* start EXTRACTED TEXT *

511.00/2–2753

Memorandum by the Director of Congressional and Public Information of the United States International Information Administration (Crosby) to Francis B. Stevens, Staff Member of the President’s Committee on International Information Activities 1

  • Subject:
  • Public and Congressional Criticisms of IIA

You asked me several days ago to give you a list of the major criticisms directed at this program by the Congress and the public. Many of these have been aired recently in the McCarthy investigations2 and others probably will be heard at future hearings. These criticisms have been aimed primarily at the broadcasting service (Voice of America) of the International Information Administration.

1.
Waste and Inefficiency: The construction program of the Voice of America’s radio transmitting facilities has been under fire for some years. It began late in 1951 when the Department asked for $98 million and was granted $9 million. This budget was prepared on short notice and not adequately studied. Consequently the House Appropriations Committee directed that the Department review the entire proposal. Last year the Administrator of the information program had two major surveys made of the Voice of America operation. One was on management and administration of the New York operations and the other on domestic transmitting facilities. These investigations uncovered many failings and errors, which to a considerable degree have been corrected at the present [Page 1676] time. Attached is an interim progress report on the management and administration document.3
2.
Communists and Left Wingers: The Voice of America has been severely criticized for having questionable persons in its employ. I do not think it is necessary to expand on this.
3.
Blunderbuss Approach: The program is still being criticized for not having designed its overseas operations to conform to the needs of the different countries. Great progress has been made in this direction during the last year, and I think that the criticisms are no longer valid.
4.
Content: For some years the information program attempted to give a picture of America’s material wealth and power. This approach did not accomplish the desired objective. In fact it only served to create general envy and jealousy overseas. Criticism is still directed at the program for following this line.
On the other hand, the program has been criticized for not presenting a full and fair picture of America’s material wealth to our audiences abroad.
5.
The Red Tape of the State Department: Many people have said that this program will never be effective until it is separated from the diplomatic bureaucracy of the Department of State. At the same time, there is an articulate segment of opinion that emphasizes the need of more closely integrating the program within the framework of the Department.
6.
Location of the Voice of America: Several influential members of Congress keenly feel that the Voice of America should be more carefully controlled policy-wise and that this cannot be accomplished as long as it remains in New York. Consideration has been under way for some time concerning this question of moving the Voice to Washington or some other location.
7.

* end EXTRACTED TEXT *
* start INFORMATION GIVEN *

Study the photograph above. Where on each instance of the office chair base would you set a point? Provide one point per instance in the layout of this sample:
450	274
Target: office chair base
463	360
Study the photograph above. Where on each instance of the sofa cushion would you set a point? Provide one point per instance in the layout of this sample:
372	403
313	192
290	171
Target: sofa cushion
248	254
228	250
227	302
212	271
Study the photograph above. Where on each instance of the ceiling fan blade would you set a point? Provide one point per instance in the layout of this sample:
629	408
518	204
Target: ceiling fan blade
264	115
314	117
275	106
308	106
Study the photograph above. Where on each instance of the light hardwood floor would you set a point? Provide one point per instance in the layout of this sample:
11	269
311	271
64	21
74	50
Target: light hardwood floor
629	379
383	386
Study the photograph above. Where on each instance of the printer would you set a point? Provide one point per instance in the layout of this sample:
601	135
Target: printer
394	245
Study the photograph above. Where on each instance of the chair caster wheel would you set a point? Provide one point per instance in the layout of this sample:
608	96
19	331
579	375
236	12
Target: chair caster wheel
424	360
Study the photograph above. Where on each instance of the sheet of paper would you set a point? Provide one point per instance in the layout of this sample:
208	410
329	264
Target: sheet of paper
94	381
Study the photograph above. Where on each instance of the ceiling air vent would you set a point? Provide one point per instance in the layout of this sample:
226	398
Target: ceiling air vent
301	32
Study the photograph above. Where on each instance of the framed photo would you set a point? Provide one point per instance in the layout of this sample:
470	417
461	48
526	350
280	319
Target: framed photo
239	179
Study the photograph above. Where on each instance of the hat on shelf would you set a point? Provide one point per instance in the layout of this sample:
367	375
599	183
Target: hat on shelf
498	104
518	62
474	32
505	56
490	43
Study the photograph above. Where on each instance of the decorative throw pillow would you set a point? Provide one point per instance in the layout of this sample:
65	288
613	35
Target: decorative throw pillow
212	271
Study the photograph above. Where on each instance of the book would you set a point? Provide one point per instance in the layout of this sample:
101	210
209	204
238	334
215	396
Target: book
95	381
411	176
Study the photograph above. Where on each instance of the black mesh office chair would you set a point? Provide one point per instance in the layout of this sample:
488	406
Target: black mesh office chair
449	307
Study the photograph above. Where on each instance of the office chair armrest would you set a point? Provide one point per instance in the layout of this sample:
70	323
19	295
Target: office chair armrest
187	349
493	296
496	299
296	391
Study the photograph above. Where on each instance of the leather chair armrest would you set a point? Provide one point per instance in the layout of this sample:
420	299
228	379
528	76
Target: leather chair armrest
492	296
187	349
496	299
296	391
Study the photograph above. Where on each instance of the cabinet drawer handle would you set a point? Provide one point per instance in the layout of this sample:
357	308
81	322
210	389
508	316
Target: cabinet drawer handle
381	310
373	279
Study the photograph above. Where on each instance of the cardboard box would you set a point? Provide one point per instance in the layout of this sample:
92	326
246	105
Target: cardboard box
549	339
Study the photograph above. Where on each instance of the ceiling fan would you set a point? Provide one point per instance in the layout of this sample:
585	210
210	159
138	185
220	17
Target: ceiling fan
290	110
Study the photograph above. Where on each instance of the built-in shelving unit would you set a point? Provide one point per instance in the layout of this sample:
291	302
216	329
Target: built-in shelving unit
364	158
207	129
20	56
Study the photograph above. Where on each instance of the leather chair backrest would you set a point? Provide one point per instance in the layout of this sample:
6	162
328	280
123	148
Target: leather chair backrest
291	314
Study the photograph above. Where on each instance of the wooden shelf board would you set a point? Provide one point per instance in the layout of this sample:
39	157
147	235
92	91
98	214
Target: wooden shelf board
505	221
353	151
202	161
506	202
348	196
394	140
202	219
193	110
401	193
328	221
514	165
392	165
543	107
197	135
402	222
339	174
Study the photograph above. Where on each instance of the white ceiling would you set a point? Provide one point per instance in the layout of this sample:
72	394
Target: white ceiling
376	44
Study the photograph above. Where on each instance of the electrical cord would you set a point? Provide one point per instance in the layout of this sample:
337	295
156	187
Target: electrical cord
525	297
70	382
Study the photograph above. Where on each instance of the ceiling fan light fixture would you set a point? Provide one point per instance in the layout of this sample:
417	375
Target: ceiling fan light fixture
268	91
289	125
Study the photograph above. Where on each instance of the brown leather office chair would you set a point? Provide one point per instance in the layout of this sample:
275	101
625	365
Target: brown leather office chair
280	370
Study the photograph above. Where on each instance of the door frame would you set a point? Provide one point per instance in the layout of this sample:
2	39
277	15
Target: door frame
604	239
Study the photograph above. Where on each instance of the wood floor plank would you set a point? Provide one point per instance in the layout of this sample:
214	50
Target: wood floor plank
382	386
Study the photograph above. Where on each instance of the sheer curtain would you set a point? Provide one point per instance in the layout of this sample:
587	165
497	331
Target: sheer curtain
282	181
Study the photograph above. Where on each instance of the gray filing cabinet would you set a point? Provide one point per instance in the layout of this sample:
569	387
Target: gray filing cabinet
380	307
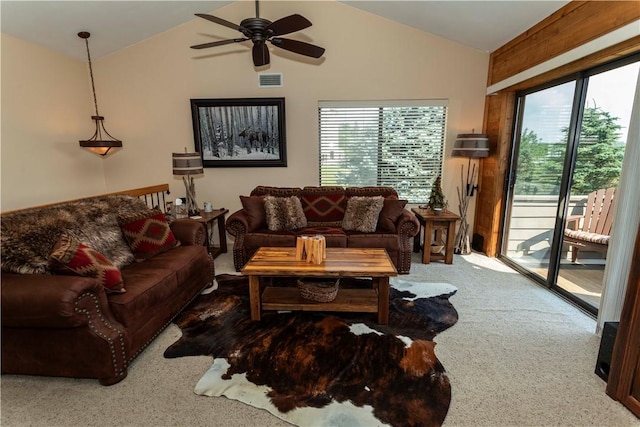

* end INFORMATION GIVEN *

## TASKS FOR THIS EXERCISE:
A) According to the memorandum on criticisms of the information program, how much did the Department ask for late in 1951, and how much was it granted?
B) Write the next part of the memorandum on Congressional and public criticisms of the information program, continuing from the final point it reaches.

## ANSWERS TO THE TASKS:
A) It asked for $98 million and was granted $9 million.

B)
Quality of Personnel: Criticism has been directed at the calibre of the personnel engaged in the information program. At the present time it is true that there is no major reservoir of trained propagandists. The Department has maintained a brief course of training, but has not been satisfied and has not been able to devise an adequate training course.
There is also the view that the program should make use of professional advertising, public relations, and newspapermen. Many people who hold this view regard the information program as a gigantic selling proposition which must utilize salesmanship techniques.
8.
Overstaffing: Members of Congress have contended that the Voice of America could run with 100 people rather than the approximately 2000 presently employed.
9.
Not Sufficiently Anticommunist: The information program has not, according to many people, carried sufficient anticommunist material in its various media. Much of this criticism stems from the fact that few Americans have placed themselves in the position of the foreign nationals whom we are trying to reach. Unquestionably, however, there have been instances where program content was not sufficiently directed or purposeful.
10.
The Voice of America is Not Objective: This criticism is to the effect that the Voice of America carries too much propaganda and does not have the results of the BBC. This criticism usually comes from people who have a general understanding of some of the problems of this world-wide program.

The last two items mentioned are cases in point of the fact that the International Information Administration has on occasion been “damned if it does and damned if it doesn’t” follow a particular approach.

Psychological operations have become much more important during recent years. However, Congress, which was extremely busy, has not been able to establish a means of being kept informed of the problems and of the program. Strong recommendations have been made to the effect that there should be either a joint committee on propaganda and psychological operations or two selected committees. I think this would be of tremendous help to the program.

In closing I urge that you study the attached reports, particularly the recent report of the Advisory Commission on Information.

Ben G. Crosby
  1. The final report of this Committee, issued June 30, is printed on p. 1795.
  2. See the editorial note, p. 1671.
  3. Not found.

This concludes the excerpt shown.